▸ **TASK SET**:
[1] According to the Socialsuite article, what degree does Clara Ong hold?
[2] Reproduce the rows verbatim, starting with their first line and going on through the line that contains "M126 70L127 70L127", with both ends included. Leave the pictures out of your reply.

▸ **TEXT BLOCK**:
-- begin --

Melbourne startup Socialsuite helps organisations measure their social impact and secure further funding

- February 8, 2018 3 MIN READ
SocialSuite

Most businesses or organisations – or departments within them – have to at one point or another demonstrate their impact and return on investment on a project or strategy. For not-for-profits and other organisations dependent on external funding to do their work, this is particularly crucial, but the process of gathering the data to measure impact can be difficult.

Cofounded by Dr Clara Ong and Damian Hajda, Melbourne startup Socialsuite has developed a platform that works to help organisations do this, with the broader aim of helping identify cheaper and faster ways to solve the world’s social issues.

As Ong explained it, billions of dollars have been wasted funding “inefficient” social programs and services; now, governments, philanthropic funds, corporates and other funders are mandating impact reporting, however service providers don’t know what data to collect or how to do it, and neither do funders.

“Socialsuite technology measures the long term results of attempted solutions to social issues, allowing money to be diverted to the solution that actually work,” Ong explained.

The idea came to Ong, who has a PhD in psychology and 10 years of experience in social impact measurement, during her time working on social impact assessments in regional and Indigenous communities in 2008.

Here she was assessing how corporate social investments could best be deployed, and whether community outcomes were actually being achieved as a result of these investments.

“During this time, I noticed that the assessments were arduous and predominantly paper-based, resulting in lengthy reports and data that were not user-friendly or accessible,” she explained.

-- end --

▸ **SOURCE DATA**:
-- begin --

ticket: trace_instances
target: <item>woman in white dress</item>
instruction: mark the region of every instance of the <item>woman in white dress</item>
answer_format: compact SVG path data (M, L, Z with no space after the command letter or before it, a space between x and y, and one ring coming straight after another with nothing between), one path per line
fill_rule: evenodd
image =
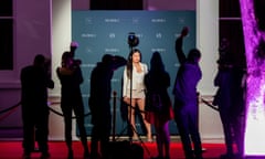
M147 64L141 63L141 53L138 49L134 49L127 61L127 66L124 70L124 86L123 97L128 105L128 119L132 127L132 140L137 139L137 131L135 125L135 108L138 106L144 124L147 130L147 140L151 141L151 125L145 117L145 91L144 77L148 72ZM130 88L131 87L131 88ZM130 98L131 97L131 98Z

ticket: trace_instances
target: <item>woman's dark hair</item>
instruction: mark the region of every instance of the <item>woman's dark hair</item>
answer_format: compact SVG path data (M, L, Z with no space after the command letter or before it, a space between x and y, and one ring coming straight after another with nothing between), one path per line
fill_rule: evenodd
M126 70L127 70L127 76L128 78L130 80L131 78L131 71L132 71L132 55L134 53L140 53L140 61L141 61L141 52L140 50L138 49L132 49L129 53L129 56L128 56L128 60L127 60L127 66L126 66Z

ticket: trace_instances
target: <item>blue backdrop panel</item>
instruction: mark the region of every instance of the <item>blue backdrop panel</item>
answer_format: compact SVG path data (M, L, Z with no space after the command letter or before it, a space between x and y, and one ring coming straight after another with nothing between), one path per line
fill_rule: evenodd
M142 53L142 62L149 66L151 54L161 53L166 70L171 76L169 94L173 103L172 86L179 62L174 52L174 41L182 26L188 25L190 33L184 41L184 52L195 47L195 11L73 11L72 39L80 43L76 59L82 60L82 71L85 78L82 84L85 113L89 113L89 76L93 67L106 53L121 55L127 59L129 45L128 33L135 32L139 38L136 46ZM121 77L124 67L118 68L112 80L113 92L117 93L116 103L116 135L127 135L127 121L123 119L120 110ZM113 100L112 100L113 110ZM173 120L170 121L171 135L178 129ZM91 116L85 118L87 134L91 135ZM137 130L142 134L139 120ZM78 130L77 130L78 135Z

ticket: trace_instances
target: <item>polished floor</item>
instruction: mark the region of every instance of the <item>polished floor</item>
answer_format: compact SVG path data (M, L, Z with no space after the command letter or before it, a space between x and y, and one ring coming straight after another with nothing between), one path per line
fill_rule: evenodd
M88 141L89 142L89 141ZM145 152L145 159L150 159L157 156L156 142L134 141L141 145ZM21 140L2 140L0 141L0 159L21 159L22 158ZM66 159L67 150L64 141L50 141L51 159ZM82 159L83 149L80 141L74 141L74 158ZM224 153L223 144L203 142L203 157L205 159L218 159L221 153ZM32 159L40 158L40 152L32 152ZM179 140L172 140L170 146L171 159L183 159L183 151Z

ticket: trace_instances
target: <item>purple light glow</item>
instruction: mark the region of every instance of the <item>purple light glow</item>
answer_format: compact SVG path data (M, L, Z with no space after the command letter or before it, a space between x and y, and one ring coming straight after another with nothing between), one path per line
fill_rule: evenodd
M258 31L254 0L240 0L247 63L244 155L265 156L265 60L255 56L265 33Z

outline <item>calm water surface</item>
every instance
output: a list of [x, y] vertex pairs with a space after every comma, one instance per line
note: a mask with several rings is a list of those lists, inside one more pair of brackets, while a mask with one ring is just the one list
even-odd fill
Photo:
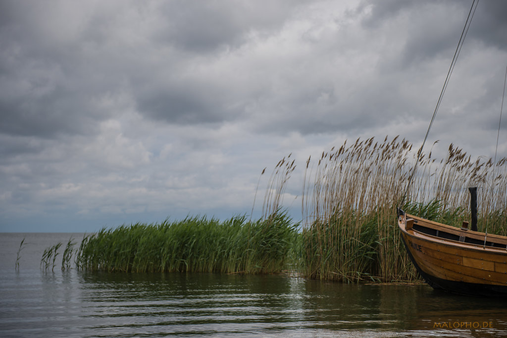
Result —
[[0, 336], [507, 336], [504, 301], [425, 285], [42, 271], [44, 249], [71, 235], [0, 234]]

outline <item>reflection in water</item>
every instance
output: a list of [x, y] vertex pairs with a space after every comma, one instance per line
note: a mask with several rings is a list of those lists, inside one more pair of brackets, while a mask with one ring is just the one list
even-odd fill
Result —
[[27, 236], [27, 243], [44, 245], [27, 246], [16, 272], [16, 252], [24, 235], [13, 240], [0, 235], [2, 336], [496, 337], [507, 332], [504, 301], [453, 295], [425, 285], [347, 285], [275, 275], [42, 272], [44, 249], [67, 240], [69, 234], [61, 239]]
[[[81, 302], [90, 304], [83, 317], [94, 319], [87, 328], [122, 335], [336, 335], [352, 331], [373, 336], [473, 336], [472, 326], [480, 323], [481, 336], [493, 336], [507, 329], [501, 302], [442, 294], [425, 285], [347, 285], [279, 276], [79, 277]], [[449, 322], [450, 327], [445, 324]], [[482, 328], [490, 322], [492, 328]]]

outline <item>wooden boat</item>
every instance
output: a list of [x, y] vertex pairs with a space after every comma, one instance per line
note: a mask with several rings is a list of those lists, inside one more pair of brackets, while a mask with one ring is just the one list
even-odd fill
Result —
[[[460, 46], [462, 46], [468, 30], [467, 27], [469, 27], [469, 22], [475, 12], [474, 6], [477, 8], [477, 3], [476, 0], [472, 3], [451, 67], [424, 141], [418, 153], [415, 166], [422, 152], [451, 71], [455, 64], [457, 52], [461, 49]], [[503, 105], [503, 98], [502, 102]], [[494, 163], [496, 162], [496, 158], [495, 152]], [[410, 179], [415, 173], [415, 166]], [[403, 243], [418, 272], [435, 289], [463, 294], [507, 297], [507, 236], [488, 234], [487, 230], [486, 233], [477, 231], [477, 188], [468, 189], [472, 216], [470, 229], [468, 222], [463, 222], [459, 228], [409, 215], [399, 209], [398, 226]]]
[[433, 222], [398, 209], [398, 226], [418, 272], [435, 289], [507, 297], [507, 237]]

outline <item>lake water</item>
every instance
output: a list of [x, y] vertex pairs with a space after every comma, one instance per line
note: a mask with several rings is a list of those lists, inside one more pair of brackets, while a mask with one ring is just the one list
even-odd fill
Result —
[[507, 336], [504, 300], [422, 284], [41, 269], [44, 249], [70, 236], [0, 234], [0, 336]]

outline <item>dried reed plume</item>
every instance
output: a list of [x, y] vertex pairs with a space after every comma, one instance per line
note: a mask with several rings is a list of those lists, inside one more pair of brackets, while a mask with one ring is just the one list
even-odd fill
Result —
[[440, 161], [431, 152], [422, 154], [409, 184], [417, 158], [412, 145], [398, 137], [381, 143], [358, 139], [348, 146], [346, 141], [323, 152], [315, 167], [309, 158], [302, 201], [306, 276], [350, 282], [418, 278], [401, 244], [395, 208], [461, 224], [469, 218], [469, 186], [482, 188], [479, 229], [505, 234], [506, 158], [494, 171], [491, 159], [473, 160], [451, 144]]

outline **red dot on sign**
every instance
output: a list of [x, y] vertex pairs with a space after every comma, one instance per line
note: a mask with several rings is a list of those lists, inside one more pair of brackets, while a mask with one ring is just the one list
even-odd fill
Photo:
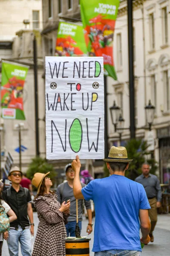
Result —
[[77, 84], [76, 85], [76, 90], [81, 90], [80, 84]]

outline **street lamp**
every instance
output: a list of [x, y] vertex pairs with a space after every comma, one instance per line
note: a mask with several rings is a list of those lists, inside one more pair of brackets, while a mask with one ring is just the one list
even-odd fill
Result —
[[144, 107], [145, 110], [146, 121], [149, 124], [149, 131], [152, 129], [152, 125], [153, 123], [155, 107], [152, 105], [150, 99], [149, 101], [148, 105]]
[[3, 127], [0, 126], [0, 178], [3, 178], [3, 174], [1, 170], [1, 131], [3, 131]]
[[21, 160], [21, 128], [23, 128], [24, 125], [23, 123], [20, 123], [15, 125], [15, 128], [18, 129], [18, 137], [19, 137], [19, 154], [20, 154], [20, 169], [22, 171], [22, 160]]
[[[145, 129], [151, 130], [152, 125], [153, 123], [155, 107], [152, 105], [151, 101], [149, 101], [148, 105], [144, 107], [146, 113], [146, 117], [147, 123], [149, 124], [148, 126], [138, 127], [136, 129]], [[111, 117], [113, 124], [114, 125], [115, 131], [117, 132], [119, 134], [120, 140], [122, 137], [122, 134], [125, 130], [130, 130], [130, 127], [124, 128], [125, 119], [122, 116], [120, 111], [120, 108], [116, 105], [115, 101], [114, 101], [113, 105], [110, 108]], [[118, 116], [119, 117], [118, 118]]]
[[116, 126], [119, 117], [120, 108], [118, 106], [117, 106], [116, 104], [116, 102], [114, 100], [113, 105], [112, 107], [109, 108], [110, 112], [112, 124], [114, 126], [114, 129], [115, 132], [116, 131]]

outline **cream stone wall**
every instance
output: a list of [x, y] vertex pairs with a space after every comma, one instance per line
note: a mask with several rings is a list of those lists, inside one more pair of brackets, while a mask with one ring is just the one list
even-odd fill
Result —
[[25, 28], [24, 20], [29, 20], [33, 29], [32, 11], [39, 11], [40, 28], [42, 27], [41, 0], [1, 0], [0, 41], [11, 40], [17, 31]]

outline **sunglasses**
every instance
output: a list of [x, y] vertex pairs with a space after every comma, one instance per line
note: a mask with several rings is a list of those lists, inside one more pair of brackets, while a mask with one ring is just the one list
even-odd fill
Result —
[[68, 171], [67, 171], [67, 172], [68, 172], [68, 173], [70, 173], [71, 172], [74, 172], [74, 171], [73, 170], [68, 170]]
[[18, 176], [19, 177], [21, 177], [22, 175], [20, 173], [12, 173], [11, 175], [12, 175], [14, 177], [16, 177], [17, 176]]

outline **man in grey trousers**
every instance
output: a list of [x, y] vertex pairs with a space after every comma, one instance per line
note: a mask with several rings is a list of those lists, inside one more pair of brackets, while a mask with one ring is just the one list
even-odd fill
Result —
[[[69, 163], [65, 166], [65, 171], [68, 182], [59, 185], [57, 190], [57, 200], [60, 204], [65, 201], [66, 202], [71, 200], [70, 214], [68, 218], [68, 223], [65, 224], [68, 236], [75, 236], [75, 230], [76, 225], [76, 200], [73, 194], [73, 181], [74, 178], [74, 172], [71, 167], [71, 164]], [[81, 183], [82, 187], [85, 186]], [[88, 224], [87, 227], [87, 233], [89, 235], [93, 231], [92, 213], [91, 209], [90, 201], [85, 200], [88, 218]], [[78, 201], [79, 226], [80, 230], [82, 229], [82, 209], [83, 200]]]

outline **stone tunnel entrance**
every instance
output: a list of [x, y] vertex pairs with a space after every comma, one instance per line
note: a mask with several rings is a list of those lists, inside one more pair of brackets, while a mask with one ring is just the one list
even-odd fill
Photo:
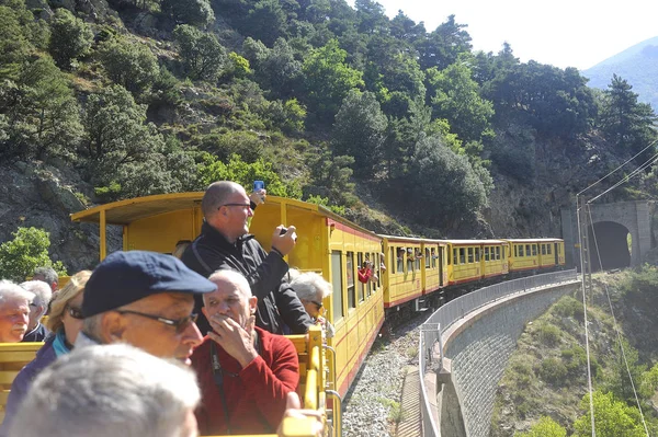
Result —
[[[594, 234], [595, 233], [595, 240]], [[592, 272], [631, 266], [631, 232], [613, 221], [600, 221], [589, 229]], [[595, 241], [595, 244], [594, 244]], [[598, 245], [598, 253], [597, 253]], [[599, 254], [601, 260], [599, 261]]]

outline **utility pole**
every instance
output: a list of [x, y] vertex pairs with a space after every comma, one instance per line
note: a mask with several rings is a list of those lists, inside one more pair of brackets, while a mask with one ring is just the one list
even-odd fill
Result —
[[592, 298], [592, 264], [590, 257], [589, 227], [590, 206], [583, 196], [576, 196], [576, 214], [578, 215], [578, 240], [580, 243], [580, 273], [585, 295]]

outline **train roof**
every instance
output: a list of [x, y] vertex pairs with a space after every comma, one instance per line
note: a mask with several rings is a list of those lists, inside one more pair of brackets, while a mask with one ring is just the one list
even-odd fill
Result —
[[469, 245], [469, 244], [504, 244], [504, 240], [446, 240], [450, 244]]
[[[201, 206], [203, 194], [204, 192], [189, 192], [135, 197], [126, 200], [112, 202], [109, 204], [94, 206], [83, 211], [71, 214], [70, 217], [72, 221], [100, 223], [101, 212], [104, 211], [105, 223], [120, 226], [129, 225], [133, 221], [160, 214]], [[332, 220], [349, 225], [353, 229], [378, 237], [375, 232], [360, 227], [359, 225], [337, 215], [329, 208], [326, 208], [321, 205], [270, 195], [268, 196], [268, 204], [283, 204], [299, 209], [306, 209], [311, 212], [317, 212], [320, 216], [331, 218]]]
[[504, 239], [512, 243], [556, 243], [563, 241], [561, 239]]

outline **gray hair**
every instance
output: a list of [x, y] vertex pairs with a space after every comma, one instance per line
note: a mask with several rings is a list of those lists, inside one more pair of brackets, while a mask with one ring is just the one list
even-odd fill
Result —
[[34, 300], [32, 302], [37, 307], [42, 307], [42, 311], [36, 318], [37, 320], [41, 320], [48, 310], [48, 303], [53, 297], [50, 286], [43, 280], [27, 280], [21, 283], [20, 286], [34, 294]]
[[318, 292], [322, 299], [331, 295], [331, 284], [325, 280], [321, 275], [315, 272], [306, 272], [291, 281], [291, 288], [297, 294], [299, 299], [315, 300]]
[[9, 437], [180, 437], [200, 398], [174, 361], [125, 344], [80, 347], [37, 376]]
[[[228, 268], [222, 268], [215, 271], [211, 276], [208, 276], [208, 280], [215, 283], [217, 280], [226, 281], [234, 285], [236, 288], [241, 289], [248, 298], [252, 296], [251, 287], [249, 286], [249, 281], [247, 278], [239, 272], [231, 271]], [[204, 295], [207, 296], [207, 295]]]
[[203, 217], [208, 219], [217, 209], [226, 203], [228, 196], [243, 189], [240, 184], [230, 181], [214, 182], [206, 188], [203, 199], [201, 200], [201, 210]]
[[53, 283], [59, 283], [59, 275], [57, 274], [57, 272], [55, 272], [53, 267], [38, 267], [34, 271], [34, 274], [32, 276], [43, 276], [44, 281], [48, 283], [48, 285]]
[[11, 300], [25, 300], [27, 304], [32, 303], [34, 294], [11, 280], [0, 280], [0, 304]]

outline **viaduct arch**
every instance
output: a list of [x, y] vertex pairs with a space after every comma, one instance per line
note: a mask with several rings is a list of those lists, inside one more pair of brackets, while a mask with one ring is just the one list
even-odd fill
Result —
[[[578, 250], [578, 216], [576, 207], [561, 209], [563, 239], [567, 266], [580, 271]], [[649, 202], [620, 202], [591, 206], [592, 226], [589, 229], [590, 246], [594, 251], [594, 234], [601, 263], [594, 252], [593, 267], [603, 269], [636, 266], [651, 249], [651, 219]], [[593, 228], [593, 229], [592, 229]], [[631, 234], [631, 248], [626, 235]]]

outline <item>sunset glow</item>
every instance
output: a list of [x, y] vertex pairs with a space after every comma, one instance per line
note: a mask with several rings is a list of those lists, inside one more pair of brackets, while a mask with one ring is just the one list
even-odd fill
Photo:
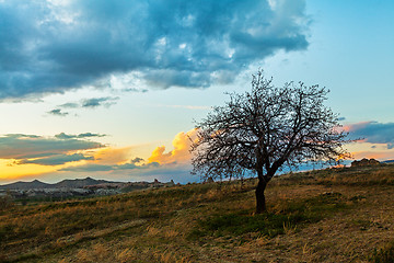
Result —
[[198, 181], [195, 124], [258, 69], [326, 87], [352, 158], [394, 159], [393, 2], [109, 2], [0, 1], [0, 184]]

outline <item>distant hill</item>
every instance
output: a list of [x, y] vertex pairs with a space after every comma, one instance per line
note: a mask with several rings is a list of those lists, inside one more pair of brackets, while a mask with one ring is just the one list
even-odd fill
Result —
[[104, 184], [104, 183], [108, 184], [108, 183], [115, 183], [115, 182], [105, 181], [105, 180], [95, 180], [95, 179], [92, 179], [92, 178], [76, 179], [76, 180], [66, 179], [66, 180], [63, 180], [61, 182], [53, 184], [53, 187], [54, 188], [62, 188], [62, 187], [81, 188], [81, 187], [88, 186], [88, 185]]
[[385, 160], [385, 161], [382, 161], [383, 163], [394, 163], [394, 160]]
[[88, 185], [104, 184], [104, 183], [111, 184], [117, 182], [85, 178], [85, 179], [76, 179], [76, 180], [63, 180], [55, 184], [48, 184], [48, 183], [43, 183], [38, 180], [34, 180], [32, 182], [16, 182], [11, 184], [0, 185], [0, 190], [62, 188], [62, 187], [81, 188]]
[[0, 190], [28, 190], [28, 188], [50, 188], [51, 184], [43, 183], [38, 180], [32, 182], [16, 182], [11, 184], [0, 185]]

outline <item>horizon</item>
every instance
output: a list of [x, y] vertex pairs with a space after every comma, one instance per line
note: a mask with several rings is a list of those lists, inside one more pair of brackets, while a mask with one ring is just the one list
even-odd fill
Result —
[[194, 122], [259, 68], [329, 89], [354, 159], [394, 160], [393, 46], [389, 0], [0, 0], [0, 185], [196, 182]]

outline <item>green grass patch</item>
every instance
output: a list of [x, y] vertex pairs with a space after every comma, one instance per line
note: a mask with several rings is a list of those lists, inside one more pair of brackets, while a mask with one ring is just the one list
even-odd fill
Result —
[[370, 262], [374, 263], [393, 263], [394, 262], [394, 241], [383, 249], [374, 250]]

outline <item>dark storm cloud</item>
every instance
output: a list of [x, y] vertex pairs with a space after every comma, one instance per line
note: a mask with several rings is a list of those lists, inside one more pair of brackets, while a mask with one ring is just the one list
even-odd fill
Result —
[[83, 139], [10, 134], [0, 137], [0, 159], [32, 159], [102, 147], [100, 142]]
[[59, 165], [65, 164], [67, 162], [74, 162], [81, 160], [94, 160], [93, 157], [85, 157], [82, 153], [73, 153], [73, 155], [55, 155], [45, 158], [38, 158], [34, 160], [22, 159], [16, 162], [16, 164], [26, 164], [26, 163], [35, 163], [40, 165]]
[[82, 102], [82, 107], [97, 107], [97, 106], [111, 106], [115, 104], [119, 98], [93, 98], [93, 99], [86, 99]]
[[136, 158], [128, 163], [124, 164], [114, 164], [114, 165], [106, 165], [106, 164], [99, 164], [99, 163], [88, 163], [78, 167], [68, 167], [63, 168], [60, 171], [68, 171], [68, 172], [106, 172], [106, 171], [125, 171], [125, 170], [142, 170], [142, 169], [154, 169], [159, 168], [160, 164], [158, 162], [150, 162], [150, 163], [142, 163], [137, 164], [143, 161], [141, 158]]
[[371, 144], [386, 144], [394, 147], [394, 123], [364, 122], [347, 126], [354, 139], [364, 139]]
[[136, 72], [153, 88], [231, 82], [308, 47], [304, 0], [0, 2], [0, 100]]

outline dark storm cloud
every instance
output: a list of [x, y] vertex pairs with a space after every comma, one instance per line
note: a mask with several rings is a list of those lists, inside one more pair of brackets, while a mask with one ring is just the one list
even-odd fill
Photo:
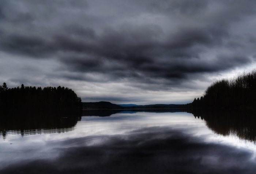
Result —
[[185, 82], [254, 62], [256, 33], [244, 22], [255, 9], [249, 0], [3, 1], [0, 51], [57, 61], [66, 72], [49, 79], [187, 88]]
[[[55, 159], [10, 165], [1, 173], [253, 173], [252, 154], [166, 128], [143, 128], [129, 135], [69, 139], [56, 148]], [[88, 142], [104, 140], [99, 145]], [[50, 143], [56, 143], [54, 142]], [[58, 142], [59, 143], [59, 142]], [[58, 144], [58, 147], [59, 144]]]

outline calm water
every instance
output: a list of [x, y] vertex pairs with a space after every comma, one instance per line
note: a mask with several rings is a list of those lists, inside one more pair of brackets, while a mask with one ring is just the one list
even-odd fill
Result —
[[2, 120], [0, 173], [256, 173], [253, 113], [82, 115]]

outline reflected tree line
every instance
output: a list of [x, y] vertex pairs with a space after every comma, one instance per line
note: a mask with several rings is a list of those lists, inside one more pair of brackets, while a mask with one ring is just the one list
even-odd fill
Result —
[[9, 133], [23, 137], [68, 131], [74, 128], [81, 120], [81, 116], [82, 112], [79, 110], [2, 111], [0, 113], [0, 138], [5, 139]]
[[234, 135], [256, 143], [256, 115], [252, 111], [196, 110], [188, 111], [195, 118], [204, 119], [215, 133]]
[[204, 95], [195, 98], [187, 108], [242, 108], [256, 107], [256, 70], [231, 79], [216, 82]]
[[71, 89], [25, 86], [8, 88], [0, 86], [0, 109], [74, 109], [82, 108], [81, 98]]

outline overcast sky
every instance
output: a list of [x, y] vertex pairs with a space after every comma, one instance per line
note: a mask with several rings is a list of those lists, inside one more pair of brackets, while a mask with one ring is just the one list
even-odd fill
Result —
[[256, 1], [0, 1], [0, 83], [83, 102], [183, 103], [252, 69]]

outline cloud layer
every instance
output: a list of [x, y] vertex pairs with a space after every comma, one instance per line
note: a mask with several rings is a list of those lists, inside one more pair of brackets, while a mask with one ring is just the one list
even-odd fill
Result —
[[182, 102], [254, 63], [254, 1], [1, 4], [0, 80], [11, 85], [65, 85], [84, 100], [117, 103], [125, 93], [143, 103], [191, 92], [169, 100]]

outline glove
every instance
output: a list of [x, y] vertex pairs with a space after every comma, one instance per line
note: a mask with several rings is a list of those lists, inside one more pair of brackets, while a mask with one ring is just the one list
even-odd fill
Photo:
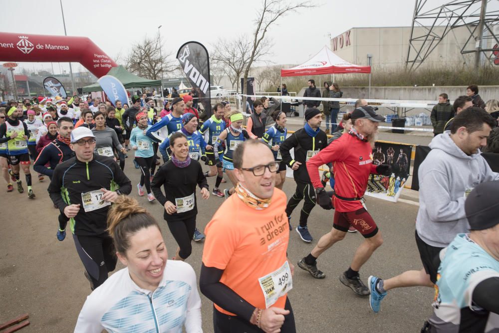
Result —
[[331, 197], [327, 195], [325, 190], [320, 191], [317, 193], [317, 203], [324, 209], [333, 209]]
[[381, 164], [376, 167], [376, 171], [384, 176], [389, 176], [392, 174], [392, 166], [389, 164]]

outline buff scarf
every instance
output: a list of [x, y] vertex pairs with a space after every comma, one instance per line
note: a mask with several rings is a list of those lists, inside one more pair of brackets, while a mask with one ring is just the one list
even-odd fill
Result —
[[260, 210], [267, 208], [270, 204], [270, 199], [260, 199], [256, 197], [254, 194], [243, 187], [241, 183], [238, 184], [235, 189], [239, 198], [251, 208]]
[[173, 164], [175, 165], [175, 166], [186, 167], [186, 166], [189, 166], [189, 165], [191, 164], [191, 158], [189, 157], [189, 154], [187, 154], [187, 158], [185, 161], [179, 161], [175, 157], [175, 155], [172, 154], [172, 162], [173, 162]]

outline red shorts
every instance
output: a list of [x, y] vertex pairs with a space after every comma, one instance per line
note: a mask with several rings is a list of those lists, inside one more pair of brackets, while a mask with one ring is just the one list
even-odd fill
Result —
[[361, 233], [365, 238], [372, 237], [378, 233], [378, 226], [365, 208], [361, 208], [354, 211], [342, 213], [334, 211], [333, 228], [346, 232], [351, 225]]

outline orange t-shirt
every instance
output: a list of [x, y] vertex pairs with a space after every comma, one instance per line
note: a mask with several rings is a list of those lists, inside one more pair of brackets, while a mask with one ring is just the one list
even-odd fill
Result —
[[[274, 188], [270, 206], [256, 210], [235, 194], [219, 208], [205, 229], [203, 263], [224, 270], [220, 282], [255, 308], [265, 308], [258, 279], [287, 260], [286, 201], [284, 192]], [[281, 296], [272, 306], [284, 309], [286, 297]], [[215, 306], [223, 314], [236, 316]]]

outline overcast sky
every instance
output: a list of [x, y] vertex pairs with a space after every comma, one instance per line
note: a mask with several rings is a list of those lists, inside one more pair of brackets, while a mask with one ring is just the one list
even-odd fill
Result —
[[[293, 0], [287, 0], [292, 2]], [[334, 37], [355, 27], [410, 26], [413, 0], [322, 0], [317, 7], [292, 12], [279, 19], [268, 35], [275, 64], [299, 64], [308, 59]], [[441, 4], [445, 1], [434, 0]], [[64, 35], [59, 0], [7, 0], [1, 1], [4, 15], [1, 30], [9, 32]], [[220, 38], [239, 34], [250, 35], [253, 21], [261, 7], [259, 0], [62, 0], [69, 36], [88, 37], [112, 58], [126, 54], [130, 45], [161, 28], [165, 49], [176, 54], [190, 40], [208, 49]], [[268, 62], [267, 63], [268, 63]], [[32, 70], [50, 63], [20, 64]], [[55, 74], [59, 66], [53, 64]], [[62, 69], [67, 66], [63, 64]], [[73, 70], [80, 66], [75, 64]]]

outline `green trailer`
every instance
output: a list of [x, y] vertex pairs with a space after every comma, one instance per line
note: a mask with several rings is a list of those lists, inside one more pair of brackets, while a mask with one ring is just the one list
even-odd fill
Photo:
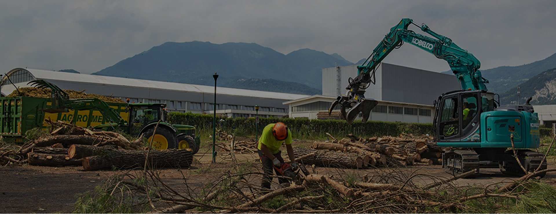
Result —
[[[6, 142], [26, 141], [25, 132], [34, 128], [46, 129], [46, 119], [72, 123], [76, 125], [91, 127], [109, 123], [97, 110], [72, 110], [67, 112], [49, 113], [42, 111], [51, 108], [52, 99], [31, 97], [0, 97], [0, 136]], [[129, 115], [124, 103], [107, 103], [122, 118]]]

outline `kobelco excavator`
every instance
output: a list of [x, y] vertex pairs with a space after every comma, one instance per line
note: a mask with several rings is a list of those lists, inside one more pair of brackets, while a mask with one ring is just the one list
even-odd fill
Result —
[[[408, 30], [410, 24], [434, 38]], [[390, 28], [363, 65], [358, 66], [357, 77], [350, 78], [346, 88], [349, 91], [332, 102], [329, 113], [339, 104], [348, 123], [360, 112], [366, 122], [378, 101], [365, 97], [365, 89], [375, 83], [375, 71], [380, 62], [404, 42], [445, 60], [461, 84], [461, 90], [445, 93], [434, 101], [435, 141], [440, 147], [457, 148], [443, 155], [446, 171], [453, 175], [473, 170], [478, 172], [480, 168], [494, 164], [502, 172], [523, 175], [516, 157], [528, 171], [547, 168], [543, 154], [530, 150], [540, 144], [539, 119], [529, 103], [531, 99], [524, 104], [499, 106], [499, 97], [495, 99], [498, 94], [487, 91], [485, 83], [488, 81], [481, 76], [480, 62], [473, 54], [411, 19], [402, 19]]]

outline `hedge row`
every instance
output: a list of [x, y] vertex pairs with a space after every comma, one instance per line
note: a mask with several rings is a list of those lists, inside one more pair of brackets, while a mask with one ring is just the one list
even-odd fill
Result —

-- end --

▸ **EXPECTED ANSWERS**:
[1] A PhD in psychology.

[2]
ticket: trace_instances
target: <item>woman in white dress</item>
instruction: mark the region of every instance of the <item>woman in white dress</item>
answer_format: compact SVG path data (M, L, Z with no space after the command letter or before it, a space between x and y, and one ring coming straight after another with nothing between), one path per line
fill_rule: evenodd
image =
M147 64L141 63L141 53L138 49L134 49L127 61L127 66L124 70L124 86L123 97L128 105L128 119L132 127L132 140L137 139L137 131L135 125L135 108L138 106L144 124L147 130L147 140L151 141L151 125L145 117L145 91L144 77L148 72ZM130 88L131 87L131 88ZM130 98L131 97L131 98Z

ticket: trace_instances
target: <item>woman's dark hair</item>
instruction: mark the region of every instance of the <item>woman's dark hair</item>
answer_format: compact SVG path data (M, L, Z with no space after the command letter or before it, a space between x and y, and one ring coming straight after another with nothing between), one path per line
fill_rule: evenodd
M126 70L127 70L127 76L128 78L130 80L131 78L131 71L132 71L132 55L134 53L140 53L140 61L141 61L141 52L140 50L138 49L132 49L129 53L129 56L128 56L128 60L127 60L127 66L126 66Z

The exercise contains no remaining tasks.